## Instruction
Rewrite every line of the records below as a numbered list, leaving out any blank lines.
================================
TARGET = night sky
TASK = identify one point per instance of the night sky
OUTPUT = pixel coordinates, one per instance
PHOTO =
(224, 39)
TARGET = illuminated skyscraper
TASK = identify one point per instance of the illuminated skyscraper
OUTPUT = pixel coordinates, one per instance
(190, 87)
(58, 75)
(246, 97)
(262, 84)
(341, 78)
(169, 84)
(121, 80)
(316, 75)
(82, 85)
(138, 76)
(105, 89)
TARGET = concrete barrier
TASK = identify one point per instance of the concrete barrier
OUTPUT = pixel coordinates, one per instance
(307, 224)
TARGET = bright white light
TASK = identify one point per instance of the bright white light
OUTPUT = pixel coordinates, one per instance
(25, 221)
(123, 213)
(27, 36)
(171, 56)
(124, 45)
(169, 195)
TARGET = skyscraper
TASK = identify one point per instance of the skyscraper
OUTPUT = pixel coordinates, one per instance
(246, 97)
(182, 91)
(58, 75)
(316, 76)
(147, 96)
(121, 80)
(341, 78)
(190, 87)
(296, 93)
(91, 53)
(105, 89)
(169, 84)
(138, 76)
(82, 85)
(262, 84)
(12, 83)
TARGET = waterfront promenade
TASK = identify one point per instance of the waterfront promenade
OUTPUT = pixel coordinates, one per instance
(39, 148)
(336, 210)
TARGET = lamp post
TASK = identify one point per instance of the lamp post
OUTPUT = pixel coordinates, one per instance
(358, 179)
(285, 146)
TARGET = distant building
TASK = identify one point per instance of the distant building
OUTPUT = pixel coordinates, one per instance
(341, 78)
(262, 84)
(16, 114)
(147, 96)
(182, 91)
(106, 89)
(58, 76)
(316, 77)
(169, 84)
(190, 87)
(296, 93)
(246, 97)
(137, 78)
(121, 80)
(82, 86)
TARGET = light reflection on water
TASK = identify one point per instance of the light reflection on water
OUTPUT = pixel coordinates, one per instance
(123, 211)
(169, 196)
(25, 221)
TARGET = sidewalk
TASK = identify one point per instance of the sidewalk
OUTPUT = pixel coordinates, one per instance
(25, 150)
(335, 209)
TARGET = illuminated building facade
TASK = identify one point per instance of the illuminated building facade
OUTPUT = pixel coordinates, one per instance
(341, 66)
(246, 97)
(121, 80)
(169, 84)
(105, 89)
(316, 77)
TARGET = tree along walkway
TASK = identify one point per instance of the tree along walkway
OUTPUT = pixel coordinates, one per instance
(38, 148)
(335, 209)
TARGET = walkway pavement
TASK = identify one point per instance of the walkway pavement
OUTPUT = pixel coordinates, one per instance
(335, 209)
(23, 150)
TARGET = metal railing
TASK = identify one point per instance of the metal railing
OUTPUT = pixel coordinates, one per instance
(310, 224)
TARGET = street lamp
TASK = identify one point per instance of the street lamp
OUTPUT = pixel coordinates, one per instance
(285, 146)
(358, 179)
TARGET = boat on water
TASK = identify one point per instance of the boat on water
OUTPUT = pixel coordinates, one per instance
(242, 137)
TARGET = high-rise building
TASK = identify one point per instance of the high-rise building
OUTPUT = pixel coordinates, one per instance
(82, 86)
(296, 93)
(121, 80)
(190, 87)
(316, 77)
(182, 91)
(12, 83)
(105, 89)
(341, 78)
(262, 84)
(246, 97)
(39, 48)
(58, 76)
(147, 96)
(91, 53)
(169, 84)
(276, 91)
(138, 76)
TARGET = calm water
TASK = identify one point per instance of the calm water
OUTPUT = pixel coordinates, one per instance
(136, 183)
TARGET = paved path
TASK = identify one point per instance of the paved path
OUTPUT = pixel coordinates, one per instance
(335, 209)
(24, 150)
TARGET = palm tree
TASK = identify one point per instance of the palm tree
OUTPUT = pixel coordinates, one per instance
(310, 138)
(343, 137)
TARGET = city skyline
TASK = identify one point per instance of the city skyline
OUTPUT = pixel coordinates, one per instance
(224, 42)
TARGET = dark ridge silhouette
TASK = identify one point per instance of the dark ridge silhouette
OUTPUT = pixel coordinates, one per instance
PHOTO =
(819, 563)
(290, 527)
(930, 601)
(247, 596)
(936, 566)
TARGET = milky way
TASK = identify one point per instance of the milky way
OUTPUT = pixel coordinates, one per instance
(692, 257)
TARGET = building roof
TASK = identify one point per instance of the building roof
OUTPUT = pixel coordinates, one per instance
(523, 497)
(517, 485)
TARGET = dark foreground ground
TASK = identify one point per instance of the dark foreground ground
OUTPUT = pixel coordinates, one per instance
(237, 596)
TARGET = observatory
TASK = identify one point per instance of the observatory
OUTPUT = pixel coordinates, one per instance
================================
## Correct result
1. TARGET = night sky
2. TASK = identify one point per instance of the night sky
3. OUTPUT = pixel coordinates, one per instance
4. PHOTO =
5. (224, 39)
6. TARGET = illuminated skyscraper
7. TASK = identify one point per instance of the illuminated skyscraper
8. OUTPUT = pixel coordinates, one per instance
9. (190, 87)
10. (58, 75)
11. (246, 97)
12. (262, 84)
13. (341, 78)
14. (169, 84)
15. (121, 80)
16. (316, 75)
17. (82, 85)
18. (138, 76)
19. (105, 89)
20. TARGET = concrete barrier
21. TASK = identify one point per instance of the concrete barrier
22. OUTPUT = pixel coordinates, one per instance
23. (307, 224)
24. TARGET = bright white light
25. TASK = identify one point per instance of the bright white light
26. OUTPUT = pixel coordinates, one per instance
27. (25, 221)
28. (123, 213)
29. (27, 36)
30. (171, 56)
31. (124, 45)
32. (169, 195)
33. TARGET = skyscraper
34. TASK = identify one point per instance of the skyscraper
35. OUTPUT = pixel coordinates, one per instance
36. (246, 97)
37. (182, 91)
38. (58, 75)
39. (316, 76)
40. (147, 96)
41. (121, 80)
42. (341, 78)
43. (190, 87)
44. (296, 93)
45. (91, 53)
46. (105, 89)
47. (169, 84)
48. (138, 76)
49. (82, 85)
50. (262, 84)
51. (12, 83)
52. TARGET = waterfront promenade
53. TASK = identify one point per instance of the waterfront promenade
54. OUTPUT = pixel coordinates, one per instance
55. (39, 148)
56. (336, 210)
57. TARGET = lamp post
58. TASK = identify one point per instance of the lamp post
59. OUTPUT = pixel coordinates, one per instance
60. (358, 179)
61. (285, 146)
62. TARGET = distant building
63. TASK = identify one point per instance of the distant building
64. OUTPUT = pixel coordinates, one per instance
65. (341, 78)
66. (262, 84)
67. (16, 114)
68. (147, 96)
69. (182, 91)
70. (106, 89)
71. (58, 76)
72. (316, 77)
73. (169, 84)
74. (190, 87)
75. (296, 93)
76. (246, 97)
77. (137, 78)
78. (121, 80)
79. (82, 86)
80. TARGET = light reflection on water
81. TASK = identify one point per instance of the light reflection on water
82. OUTPUT = pixel coordinates, one per instance
83. (123, 211)
84. (169, 196)
85. (25, 221)
86. TARGET = sidewalk
87. TASK = identify one point per instance of the sidewalk
88. OUTPUT = pixel coordinates, one per instance
89. (25, 150)
90. (335, 209)
91. TARGET = illuminated building facade
92. TASK = identify one point per instance of the illuminated building facade
93. OUTPUT = pixel coordinates, one per instance
94. (341, 66)
95. (246, 97)
96. (121, 80)
97. (169, 84)
98. (105, 89)
99. (316, 77)
100. TARGET = tree along walkway
101. TASK = identify one point per instance of the tree along walkway
102. OUTPUT = pixel coordinates, one per instance
103. (38, 148)
104. (335, 209)
105. TARGET = walkway pavement
106. TASK = identify one point per instance of the walkway pavement
107. OUTPUT = pixel coordinates, one per instance
108. (335, 209)
109. (23, 150)
110. TARGET = metal railing
111. TASK = identify one point per instance of the metal railing
112. OUTPUT = pixel coordinates, one per instance
113. (310, 224)
114. TARGET = street lamp
115. TASK = identify one point per instance of the street lamp
116. OUTPUT = pixel coordinates, one per instance
117. (285, 146)
118. (358, 179)
119. TARGET = boat on water
120. TASK = identify one point per instance of the boat on water
121. OUTPUT = pixel coordinates, one per instance
122. (242, 137)
123. TARGET = high-rise building
124. TASK = identify one point per instance of the high-rise building
125. OUTPUT = pixel coordinates, one per instance
126. (82, 86)
127. (296, 93)
128. (121, 80)
129. (190, 87)
130. (316, 77)
131. (182, 91)
132. (12, 83)
133. (105, 89)
134. (341, 78)
135. (262, 84)
136. (246, 97)
137. (39, 48)
138. (58, 76)
139. (147, 96)
140. (91, 53)
141. (169, 84)
142. (276, 91)
143. (138, 76)
144. TARGET = calm water
145. TASK = identify one point per instance of the calm water
146. OUTPUT = pixel coordinates, one per instance
147. (136, 183)
148. TARGET = paved path
149. TASK = identify one point per instance of the paved path
150. OUTPUT = pixel coordinates, one per instance
151. (335, 209)
152. (24, 150)
153. TARGET = palm tree
154. TASK = identify one point per instance of the palm tree
155. OUTPUT = pixel coordinates, one per instance
156. (310, 138)
157. (343, 137)
158. TARGET = city skyline
159. TASK = identify one point per instance of the city skyline
160. OUTPUT = pixel coordinates, one per instance
161. (224, 42)
162. TARGET = dark ridge silhouette
163. TASK = identify one point per instance of the dark ridge silhouette
164. OUTPUT = pixel coordinates, one per instance
165. PHOTO =
166. (819, 563)
167. (290, 527)
168. (930, 601)
169. (247, 596)
170. (936, 566)
171. TARGET = milky way
172. TASK = identify one point per instance of the milky way
173. OUTPUT = pixel coordinates, one per instance
174. (692, 257)
175. TARGET = building roof
176. TASK = identify one point per instance of the building roof
177. OUTPUT = pixel coordinates, one per instance
178. (523, 497)
179. (517, 485)
180. TARGET = dark foreground ground
181. TASK = identify one point per instance of the dark foreground ground
182. OUTPUT = pixel coordinates, one per instance
183. (237, 596)
184. TARGET = observatory
185. TASK = identify one point per instance of the observatory
186. OUTPUT = pixel coordinates, one per instance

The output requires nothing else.